* [Exercise prompt]: Could you reproduce, word for word, the records from the line containing "Task: a point for each instance of the foliage, written" through their final line, with both ends included?

* [Data rows]:

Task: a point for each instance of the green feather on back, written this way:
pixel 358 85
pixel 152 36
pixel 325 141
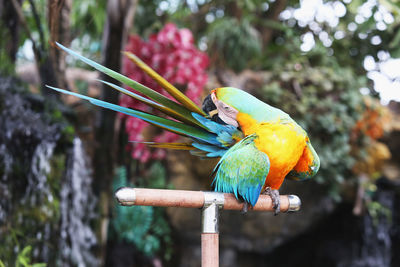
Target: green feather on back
pixel 242 170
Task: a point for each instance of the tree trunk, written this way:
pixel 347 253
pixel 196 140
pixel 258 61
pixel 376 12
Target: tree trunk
pixel 120 15
pixel 59 12
pixel 9 29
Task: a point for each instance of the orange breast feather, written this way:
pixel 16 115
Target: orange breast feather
pixel 282 142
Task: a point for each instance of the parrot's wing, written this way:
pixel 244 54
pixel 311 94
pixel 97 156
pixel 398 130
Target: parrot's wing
pixel 307 166
pixel 210 139
pixel 242 170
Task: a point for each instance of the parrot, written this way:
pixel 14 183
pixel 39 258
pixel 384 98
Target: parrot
pixel 258 145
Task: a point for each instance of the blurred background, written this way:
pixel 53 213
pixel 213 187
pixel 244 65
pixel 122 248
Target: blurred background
pixel 332 65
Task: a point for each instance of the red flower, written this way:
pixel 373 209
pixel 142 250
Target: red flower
pixel 172 53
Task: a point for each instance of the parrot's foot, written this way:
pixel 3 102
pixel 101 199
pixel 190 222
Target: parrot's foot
pixel 245 208
pixel 274 194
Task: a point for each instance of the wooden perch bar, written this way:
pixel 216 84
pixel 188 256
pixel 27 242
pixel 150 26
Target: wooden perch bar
pixel 196 199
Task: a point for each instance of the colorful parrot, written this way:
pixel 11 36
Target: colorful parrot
pixel 258 145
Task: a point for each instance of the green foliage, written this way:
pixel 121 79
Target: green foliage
pixel 376 210
pixel 324 99
pixel 24 259
pixel 145 227
pixel 235 42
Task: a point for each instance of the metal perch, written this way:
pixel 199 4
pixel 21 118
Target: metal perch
pixel 210 202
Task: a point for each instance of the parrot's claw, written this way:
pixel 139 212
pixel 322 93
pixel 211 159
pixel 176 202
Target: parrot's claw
pixel 274 194
pixel 245 208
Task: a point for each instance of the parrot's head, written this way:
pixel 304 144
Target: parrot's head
pixel 224 104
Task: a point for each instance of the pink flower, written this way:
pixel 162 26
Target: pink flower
pixel 170 52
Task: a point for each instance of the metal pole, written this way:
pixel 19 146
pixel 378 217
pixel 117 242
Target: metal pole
pixel 213 202
pixel 210 202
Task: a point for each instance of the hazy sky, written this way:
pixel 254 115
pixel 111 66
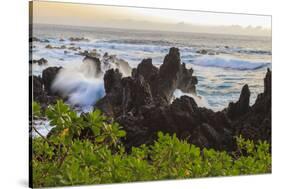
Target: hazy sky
pixel 150 19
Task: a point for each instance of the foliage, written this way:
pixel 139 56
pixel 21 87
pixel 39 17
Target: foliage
pixel 86 149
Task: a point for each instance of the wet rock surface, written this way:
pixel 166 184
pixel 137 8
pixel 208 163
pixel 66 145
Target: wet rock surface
pixel 41 61
pixel 142 105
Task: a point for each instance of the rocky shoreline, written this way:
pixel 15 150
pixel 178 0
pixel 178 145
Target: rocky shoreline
pixel 142 103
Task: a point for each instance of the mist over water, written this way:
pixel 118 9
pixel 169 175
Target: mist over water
pixel 80 85
pixel 230 61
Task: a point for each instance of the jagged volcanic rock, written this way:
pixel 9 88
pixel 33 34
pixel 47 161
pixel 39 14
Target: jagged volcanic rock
pixel 142 105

* [Written answer]:
Task: a point for each instance of the foliage, written this way:
pixel 139 56
pixel 21 87
pixel 39 17
Target: foliage
pixel 86 149
Task: a point for each instance of the wet rock surface, written this way:
pixel 166 184
pixel 137 8
pixel 208 163
pixel 66 145
Target: wet rock surface
pixel 41 61
pixel 142 105
Task: a point for each instance of the rocky shoreline, written this way:
pixel 15 150
pixel 178 0
pixel 178 145
Target: rocky shoreline
pixel 142 103
Task: a point for each instance of the mist over water, written this way:
pixel 118 9
pixel 169 175
Target: mist over water
pixel 80 85
pixel 230 61
Task: a point for each instance of the jagged volcanic rock, written this way:
pixel 9 88
pixel 33 34
pixel 47 161
pixel 39 14
Target: jagged volcanic rock
pixel 142 105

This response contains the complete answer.